Registros de un conjunto de datos sobre la ubicación de objetos

------------------------------------------------------------------------

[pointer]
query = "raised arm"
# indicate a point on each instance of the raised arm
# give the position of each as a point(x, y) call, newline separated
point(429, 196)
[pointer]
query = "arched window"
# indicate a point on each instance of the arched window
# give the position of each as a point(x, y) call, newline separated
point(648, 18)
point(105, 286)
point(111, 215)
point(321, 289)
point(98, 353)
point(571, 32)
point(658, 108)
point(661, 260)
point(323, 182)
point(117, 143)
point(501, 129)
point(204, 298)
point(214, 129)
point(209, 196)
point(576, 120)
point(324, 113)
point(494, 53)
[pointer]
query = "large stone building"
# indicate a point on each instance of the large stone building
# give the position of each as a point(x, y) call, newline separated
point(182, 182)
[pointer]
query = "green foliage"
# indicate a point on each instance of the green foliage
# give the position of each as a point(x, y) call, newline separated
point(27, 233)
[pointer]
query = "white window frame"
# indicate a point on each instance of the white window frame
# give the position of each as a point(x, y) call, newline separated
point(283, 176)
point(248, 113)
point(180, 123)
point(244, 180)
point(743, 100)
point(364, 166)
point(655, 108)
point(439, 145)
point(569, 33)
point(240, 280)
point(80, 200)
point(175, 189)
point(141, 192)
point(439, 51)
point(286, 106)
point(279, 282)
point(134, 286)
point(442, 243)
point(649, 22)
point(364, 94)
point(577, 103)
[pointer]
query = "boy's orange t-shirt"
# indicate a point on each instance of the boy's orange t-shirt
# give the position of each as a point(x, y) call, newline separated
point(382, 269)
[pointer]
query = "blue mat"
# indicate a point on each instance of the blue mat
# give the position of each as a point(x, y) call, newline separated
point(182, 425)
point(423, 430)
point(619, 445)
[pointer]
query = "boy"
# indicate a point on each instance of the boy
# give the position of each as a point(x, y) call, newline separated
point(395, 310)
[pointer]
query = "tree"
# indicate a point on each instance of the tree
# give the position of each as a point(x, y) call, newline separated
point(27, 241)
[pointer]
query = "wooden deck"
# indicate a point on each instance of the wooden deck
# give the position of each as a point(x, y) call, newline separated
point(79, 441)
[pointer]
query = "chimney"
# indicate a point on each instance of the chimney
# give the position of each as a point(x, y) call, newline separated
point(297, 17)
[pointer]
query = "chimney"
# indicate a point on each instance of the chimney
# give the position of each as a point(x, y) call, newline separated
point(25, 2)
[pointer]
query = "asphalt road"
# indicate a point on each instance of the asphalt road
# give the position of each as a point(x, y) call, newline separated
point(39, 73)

------------------------------------------------------------------------

Escala por 0,65 las coordenadas de los puntos que figuran como resultado y redondea cada valor al entero más cercano, con las mitades hacia arriba. Reescribe todas las líneas de las filas, desde el principio hasta la línea que contiene "point(182, 182)", ambas incluidas, dejando igual el resto del texto.

[pointer]
query = "raised arm"
# indicate a point on each instance of the raised arm
# give the position of each as a point(x, y) call, newline separated
point(279, 127)
[pointer]
query = "arched window"
# indicate a point on each instance of the arched window
# give the position of each as a point(x, y) call, newline separated
point(421, 12)
point(68, 186)
point(72, 140)
point(209, 188)
point(64, 229)
point(371, 21)
point(428, 70)
point(430, 169)
point(210, 118)
point(76, 93)
point(326, 84)
point(133, 194)
point(139, 84)
point(136, 127)
point(374, 78)
point(211, 73)
point(321, 34)
[pointer]
query = "large stone building"
# indicate a point on each instance of the large stone building
# give the position of each as a point(x, y) call, newline separated
point(118, 118)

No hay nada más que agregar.